▶ [Instructions]
• a. Return the passage of the article on The Thanksgiving Promise that falls between "Original release" and "Movie on ABC.", inclusive, copied word for word.
• b. Resume the article on The Thanksgiving Promise, writing on from the end of its final sentence.

- Genre: Drama
- Based on: Chester, I Love You by Blaine Yorgason; Brenton Yorgason;
- Written by: Glen L. Anderson; Peter N. Johnson; Blaine Yorgason; Craig Holyoak;
- Directed by: Beau Bridges
- Starring: Beau Bridges; Millie Perkins; Courtney Thorne-Smith; Ed Lauter; Anne Haney; Jason Bateman;
- Music by: Bruce Broughton
- Country of origin: United States
- Original language: English

Production
- Executive producer: Mel Ferrer
- Producer: Mark H. Ovitz
- Cinematography: Fred J. Koenekamp
- Editor: James T. Heckert
- Running time: 90 minutes
- Production companies: Walt Disney Television; Mark H. Ovitz Productions;

Original release
- Network: ABC
- Release: November 23, 1986

= The Thanksgiving Promise =

The Thanksgiving Promise is a 1986 American drama television film starring and directed by Beau Bridges, based on the 1983 young adult novel Chester, I Love You by Blaine Yorgason and Brenton Yorgason. It was produced by Walt Disney Television, and originally aired November 23, 1986 as a presentation of The Disney Sunday Movie on ABC.

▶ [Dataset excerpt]
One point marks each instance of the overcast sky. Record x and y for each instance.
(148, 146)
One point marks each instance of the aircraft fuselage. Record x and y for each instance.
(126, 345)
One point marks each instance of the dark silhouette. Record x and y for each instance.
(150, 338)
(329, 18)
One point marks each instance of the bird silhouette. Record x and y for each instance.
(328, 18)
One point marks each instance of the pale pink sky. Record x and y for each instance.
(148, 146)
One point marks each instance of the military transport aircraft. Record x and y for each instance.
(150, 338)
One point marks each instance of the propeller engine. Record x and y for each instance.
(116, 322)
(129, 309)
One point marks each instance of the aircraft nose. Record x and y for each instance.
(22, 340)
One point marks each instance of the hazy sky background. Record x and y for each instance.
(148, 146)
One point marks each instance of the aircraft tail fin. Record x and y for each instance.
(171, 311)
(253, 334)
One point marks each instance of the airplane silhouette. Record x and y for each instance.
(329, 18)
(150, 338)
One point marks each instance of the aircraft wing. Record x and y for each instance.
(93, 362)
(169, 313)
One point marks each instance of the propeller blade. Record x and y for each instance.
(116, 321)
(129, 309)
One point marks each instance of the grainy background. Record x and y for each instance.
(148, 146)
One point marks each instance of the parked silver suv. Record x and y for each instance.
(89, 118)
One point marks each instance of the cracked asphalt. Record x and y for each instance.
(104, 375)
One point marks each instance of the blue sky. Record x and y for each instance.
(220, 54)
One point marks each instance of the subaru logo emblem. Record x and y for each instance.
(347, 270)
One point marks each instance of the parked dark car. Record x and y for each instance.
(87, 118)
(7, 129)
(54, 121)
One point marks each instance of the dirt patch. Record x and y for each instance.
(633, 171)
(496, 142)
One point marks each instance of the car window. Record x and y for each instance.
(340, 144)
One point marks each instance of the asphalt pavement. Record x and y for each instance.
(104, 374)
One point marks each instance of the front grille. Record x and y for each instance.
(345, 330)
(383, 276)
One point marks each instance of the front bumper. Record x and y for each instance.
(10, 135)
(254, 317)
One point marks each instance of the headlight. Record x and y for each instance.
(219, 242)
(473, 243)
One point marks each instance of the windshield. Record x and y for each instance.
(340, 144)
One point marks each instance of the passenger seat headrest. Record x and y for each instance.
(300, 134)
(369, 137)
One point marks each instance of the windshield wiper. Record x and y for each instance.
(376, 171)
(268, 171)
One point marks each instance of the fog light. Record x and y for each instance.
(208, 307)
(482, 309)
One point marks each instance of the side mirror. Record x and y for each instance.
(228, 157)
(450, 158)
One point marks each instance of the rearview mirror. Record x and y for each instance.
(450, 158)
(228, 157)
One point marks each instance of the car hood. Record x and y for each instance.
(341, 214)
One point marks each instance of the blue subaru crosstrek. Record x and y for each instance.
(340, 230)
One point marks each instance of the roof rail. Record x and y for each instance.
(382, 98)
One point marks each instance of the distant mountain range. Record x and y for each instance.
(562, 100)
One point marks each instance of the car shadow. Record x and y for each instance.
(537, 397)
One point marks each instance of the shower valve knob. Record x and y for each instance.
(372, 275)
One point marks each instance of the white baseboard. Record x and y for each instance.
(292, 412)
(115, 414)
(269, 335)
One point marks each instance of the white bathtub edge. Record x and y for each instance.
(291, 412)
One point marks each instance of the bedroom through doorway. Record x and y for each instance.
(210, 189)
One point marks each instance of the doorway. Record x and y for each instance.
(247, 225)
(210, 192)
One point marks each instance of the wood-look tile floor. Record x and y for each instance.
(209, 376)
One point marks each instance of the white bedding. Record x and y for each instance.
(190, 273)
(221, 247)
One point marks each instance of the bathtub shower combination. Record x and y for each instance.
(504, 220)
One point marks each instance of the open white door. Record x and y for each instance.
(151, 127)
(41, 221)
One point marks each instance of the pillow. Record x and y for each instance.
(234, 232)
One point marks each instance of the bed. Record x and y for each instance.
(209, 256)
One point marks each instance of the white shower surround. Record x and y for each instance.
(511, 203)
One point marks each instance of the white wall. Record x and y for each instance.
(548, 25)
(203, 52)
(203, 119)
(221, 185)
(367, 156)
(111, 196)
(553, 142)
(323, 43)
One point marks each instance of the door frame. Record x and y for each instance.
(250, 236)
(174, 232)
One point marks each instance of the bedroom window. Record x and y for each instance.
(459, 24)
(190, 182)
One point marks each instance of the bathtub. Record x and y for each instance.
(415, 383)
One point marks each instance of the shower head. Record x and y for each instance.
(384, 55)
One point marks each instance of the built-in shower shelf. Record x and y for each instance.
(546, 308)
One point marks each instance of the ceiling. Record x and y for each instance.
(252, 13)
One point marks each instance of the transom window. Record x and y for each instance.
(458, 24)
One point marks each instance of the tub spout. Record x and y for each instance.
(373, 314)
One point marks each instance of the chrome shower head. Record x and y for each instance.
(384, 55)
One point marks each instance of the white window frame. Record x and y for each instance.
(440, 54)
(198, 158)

▶ [Answers for the tasks]
• a.
Original release
- Network: ABC
- Release: November 23, 1986

= The Thanksgiving Promise =

The Thanksgiving Promise is a 1986 American drama television film starring and directed by Beau Bridges, based on the 1983 young adult novel Chester, I Love You by Blaine Yorgason and Brenton Yorgason. It was produced by Walt Disney Television, and originally aired November 23, 1986 as a presentation of The Disney Sunday Movie on ABC.

• b.
==Plot==
Travis Tilby leaps into action when neighbor Stewart Larson asks him to mind an ailing goose slated to be part of Thanksgiving dinner. A gentle animal lover, Travis dotes on the bird, feeding it by hand and speaking to it in soothing tones. However, as Thanksgiving nears, Travis has second thoughts about seeing the bird slaughtered, and he appeals to his father, Hank, and others in the community for help in saving the goose.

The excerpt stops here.